== WHAT YOU SHOULD DO ==
Make an exact copy of all the entries below, with the pictures left out.

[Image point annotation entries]
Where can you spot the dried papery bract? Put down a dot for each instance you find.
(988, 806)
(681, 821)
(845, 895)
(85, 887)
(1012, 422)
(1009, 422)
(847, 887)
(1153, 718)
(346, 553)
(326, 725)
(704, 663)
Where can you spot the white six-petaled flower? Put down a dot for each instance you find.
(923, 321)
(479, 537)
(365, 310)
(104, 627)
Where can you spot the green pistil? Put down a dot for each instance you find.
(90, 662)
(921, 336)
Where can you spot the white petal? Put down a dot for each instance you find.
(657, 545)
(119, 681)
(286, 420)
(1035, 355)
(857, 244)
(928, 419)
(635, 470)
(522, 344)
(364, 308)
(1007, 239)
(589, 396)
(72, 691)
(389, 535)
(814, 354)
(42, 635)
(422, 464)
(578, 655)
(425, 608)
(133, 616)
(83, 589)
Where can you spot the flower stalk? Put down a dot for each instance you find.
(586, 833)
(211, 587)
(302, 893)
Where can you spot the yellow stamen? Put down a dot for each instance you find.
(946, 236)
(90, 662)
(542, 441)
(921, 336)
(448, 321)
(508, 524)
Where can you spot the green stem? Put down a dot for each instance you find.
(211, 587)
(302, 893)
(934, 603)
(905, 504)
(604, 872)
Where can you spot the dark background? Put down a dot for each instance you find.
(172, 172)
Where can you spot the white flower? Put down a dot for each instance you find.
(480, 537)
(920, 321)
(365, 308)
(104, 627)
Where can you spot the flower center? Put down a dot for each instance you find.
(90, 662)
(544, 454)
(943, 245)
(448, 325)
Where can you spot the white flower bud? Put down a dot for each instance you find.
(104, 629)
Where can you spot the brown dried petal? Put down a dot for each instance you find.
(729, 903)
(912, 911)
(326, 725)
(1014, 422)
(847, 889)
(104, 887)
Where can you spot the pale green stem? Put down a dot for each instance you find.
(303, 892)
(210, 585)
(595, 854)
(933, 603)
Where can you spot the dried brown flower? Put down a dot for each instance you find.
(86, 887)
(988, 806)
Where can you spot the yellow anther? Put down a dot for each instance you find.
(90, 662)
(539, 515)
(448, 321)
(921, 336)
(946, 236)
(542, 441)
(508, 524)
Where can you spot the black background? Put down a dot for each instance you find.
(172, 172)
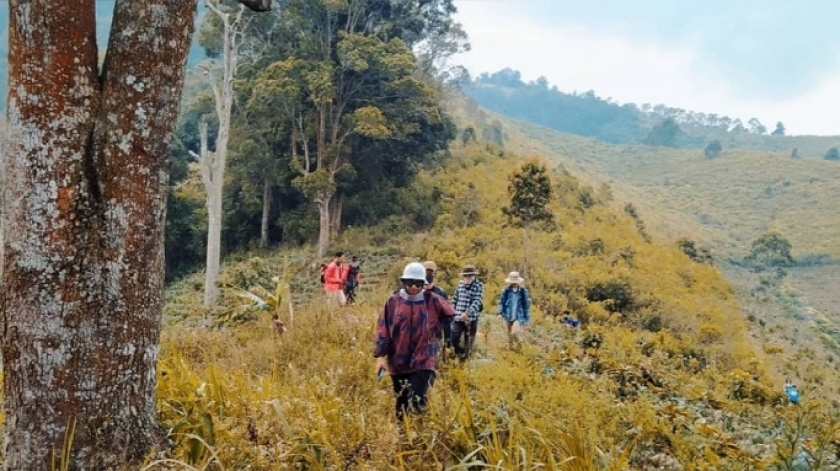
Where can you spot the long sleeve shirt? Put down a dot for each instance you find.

== ANSWER TO THE PROBLEM ==
Where can you spot the dried papery bract? Put down a dot for each instance you find.
(988, 806)
(681, 821)
(845, 895)
(85, 887)
(1012, 422)
(1009, 422)
(847, 887)
(1153, 718)
(346, 553)
(326, 725)
(704, 663)
Where can you spot the white six-petaled flower? Put down a dot for each instance you find.
(923, 321)
(479, 537)
(365, 310)
(104, 627)
Where can you spot the green pistil? Put down a dot for each instance you find.
(90, 662)
(921, 336)
Where can you spot the white petal? Put down a dot for each instance you find.
(657, 545)
(119, 681)
(286, 420)
(1035, 355)
(857, 244)
(928, 419)
(635, 470)
(522, 344)
(364, 308)
(1007, 239)
(589, 396)
(72, 691)
(389, 535)
(814, 354)
(42, 635)
(422, 464)
(578, 655)
(425, 608)
(133, 616)
(83, 589)
Where can you spot the flower stalk? Put down a dot for each instance you find.
(586, 833)
(211, 587)
(302, 893)
Where can you spot the yellow stamen? Put down a dot for each instance you find.
(946, 236)
(90, 662)
(542, 441)
(921, 336)
(448, 321)
(508, 524)
Where can you spot the green stem? Put down a dot for each instance you find.
(211, 587)
(302, 893)
(934, 603)
(905, 504)
(604, 872)
Where can you spot the dark background? Put down a dot for each instance you find.
(172, 172)
Where can you spot the white flower? Put down a dot for each instance you find.
(480, 537)
(920, 321)
(365, 308)
(104, 627)
Where can you spot the flower center? Put down a dot for each instance you find.
(90, 662)
(544, 454)
(943, 245)
(448, 325)
Where can you spot the white flower bud? Put down a dot for each instance you find.
(104, 629)
Where can you spot the brown dried petal? Put down a dot for each instance you find.
(729, 903)
(912, 911)
(326, 725)
(1014, 422)
(847, 889)
(104, 887)
Where can you spot the pale green stem? Put down a dot for each instance you find.
(303, 892)
(210, 585)
(595, 854)
(933, 603)
Where can you spot the dried brown flower? Put down a dot for each instance you find.
(86, 887)
(988, 806)
Where can you spot the yellow anther? Put down a dot for each instance you find.
(90, 662)
(539, 515)
(448, 321)
(921, 336)
(946, 236)
(542, 441)
(508, 524)
Where can you spot the black background? Put down a dot for each instance you find.
(172, 172)
Where can you spot the long sleeve shirt? Put down a dot for each instance you find.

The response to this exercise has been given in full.